DOCUMENT TEXT
┌──

# water parameters



## ttldnial (May 14, 2003)

I've been recording my water parameters closely the past couple weeks.
My readings have been somewhat consistant, with the exception of the KH has dropped from 300 to 180.

Currently I get these results.

PH 8.4
KH 180 ppm
GH 300 ppm
Nitrite 0 ppm
Nitrate 40 ppm

I dont have the amonia test, however my tank is cycled.. I have watched the nitrite, and them nitrate spike. Then the Nitrate went down.

What would you do to fix the PH problem?
What should the KH and GH read?
If my Nitrate reading is 40 pom or lower, is this acceptable?

-ttldnial


----------



## Grosse Gurke (Jan 3, 2003)




----------



## DonH (Jan 25, 2003)

With pH that high, I would recommend you buy an ammonia test kit and make sure your tank is neither overstocked nor overfed.

└──

RAW DATA
┌──

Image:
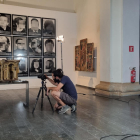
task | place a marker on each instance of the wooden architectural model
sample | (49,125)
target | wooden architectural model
(9,70)
(84,56)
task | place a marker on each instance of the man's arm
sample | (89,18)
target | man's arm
(60,85)
(50,80)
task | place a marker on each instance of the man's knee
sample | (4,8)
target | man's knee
(55,93)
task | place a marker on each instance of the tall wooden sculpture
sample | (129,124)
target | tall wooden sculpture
(9,70)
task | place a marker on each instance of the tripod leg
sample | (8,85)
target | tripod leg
(42,97)
(36,100)
(50,103)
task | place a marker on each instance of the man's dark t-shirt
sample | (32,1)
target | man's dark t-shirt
(69,87)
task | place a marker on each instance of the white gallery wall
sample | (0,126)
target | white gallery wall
(56,5)
(65,25)
(130,38)
(88,26)
(119,29)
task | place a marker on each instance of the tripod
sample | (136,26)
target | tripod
(42,89)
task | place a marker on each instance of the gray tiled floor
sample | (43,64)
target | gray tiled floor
(96,117)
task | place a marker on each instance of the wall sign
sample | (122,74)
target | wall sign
(131,48)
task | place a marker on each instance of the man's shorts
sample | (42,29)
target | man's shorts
(68,100)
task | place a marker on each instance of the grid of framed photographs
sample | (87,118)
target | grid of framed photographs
(32,40)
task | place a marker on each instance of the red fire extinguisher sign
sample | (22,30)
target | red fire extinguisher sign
(131,48)
(133,75)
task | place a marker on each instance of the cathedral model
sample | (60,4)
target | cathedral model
(9,70)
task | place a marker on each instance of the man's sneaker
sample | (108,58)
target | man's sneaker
(73,108)
(64,109)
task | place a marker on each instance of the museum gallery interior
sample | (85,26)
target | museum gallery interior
(96,45)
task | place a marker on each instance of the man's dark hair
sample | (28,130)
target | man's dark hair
(18,19)
(49,41)
(18,40)
(58,73)
(34,19)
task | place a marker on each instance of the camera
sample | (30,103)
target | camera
(42,77)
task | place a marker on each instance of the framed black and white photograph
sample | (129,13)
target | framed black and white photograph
(34,25)
(35,46)
(49,65)
(23,66)
(5,24)
(5,46)
(19,25)
(49,47)
(20,46)
(49,27)
(35,66)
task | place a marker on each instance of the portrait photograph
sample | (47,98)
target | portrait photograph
(35,46)
(19,25)
(23,66)
(5,24)
(5,45)
(35,66)
(49,65)
(34,25)
(49,47)
(49,27)
(20,46)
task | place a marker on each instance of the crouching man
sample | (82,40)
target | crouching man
(66,99)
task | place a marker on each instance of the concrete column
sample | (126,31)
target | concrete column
(119,27)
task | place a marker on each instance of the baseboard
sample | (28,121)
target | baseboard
(85,87)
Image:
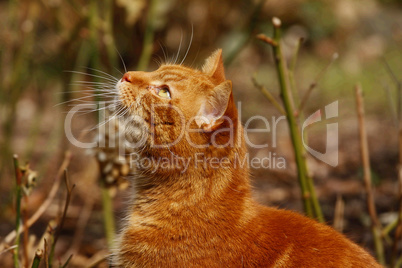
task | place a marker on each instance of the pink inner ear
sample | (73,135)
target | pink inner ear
(214,66)
(215,106)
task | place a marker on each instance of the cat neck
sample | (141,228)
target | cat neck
(198,181)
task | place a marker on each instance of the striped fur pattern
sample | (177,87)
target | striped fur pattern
(205,216)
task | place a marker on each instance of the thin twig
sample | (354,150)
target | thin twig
(37,258)
(310,200)
(398,227)
(47,202)
(375,223)
(292,71)
(18,177)
(148,38)
(315,83)
(339,214)
(61,223)
(68,260)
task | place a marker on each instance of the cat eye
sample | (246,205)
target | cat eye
(163,92)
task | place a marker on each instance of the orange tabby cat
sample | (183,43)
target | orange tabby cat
(193,206)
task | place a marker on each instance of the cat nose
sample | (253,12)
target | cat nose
(127,78)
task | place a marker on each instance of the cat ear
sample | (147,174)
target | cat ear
(214,107)
(213,66)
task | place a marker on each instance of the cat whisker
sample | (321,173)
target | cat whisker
(114,80)
(86,97)
(92,83)
(107,75)
(98,109)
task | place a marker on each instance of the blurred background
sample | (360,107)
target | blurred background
(42,40)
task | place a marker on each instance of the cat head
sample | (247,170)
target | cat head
(179,105)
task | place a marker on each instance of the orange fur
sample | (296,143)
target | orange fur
(205,216)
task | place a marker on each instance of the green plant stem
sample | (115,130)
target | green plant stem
(68,260)
(310,201)
(375,223)
(108,216)
(109,37)
(148,38)
(37,258)
(107,210)
(61,222)
(18,176)
(286,98)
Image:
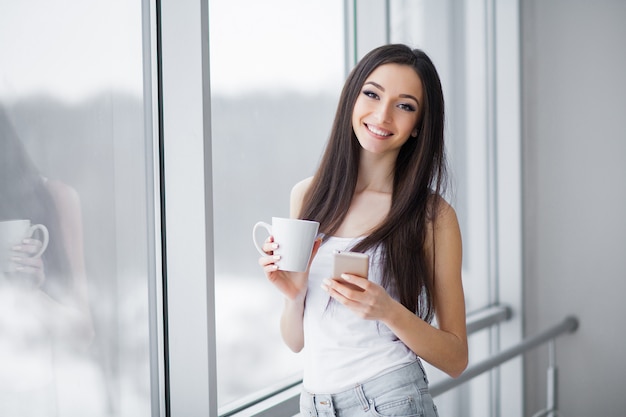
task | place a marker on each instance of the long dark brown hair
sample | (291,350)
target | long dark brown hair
(419,181)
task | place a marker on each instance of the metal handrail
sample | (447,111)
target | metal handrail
(475,322)
(569,325)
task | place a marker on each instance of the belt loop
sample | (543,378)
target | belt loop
(358,391)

└──

TASKS FOR THIS EXERCISE
A) Translate this sentence from the water parameters thread into Spanish: "With pH that high, I would recommend you buy an ammonia test kit and make sure your tank is neither overstocked nor overfed."
B) Continue the water parameters thread from the point where it stops.

ANSWER LIST
A) Con un pH tan alto, te recomendaría que compraras un kit de prueba de amoníaco y te aseguraras de que tu acuario no esté sobrepoblado ni sobrealimentado.

B)
If your fish are doing fine, than I would just keep the pH the way it is and just make sure you don't get an ammonia spike. With a KH that high, you are going to have a hard time adjusting your pH. Your best bet if you decide to lower your pH is to mix your tap water with R/O or distilled water.

Also, I'm not sure why your KH would drop that rapidly...

As for your readings, KH should be between 80-120 ppm.

GH of 300 is considered fairly hard water. To lower it, I suggest mixing it with R/O or distilled water to around 100 to achieve soft water.

Nitrate of 40 ppm is acceptable but if you can, try for under 20 to provide pristine water for your fish.


----------



## want2goallpygo (Aug 20, 2003)

so what does R/O stand for? i have hard water also and would like to soften it. thanks.


----------



## DonH (Jan 25, 2003)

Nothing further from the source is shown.